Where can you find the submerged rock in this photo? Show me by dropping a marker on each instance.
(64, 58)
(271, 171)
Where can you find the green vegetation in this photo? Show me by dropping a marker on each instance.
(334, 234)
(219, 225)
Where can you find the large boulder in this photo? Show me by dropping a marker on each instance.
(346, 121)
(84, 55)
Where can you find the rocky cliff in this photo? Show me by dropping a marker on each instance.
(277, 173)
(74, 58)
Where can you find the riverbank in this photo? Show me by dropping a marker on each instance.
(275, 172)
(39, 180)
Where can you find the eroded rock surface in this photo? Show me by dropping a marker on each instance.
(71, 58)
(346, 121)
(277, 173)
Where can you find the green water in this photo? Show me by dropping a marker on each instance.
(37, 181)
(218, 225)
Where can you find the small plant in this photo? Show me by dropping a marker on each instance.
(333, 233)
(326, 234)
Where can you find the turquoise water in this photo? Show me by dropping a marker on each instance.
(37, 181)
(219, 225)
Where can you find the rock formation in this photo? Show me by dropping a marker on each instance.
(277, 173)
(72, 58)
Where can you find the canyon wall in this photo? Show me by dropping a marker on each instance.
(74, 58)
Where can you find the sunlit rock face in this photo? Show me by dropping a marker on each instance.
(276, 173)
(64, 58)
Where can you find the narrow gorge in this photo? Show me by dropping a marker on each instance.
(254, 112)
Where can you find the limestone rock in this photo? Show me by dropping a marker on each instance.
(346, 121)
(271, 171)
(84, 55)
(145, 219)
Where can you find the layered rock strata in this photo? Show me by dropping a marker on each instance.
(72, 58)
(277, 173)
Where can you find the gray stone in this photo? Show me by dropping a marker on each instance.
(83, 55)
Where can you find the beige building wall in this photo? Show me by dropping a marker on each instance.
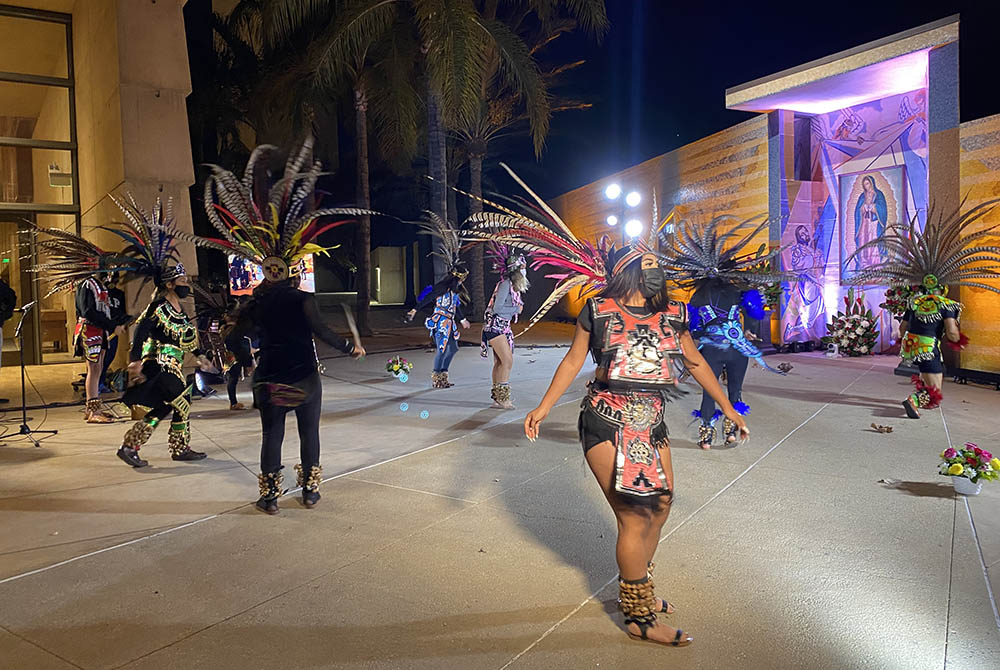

= = = = =

WHAT YOU NEED TO DO
Please transcribe word for word the lines from the one bearing "Where can you find the limestone" through the last line of the records above, omitting the pictures.

SOLUTION TO THE PROBLEM
Where can you find the limestone rock in this photo? Show me by dropping a marker on each instance.
(346, 121)
(271, 171)
(84, 55)
(145, 219)
Where can you find the layered rock strata in this photo? Show me by dropping a marker on each instance.
(72, 58)
(277, 173)
Where can you find the gray stone in this photo? Show me by dropping a marker on each instance.
(83, 55)
Where can you find the beige building wall in this photo? Show me by dropping a marker on each instance.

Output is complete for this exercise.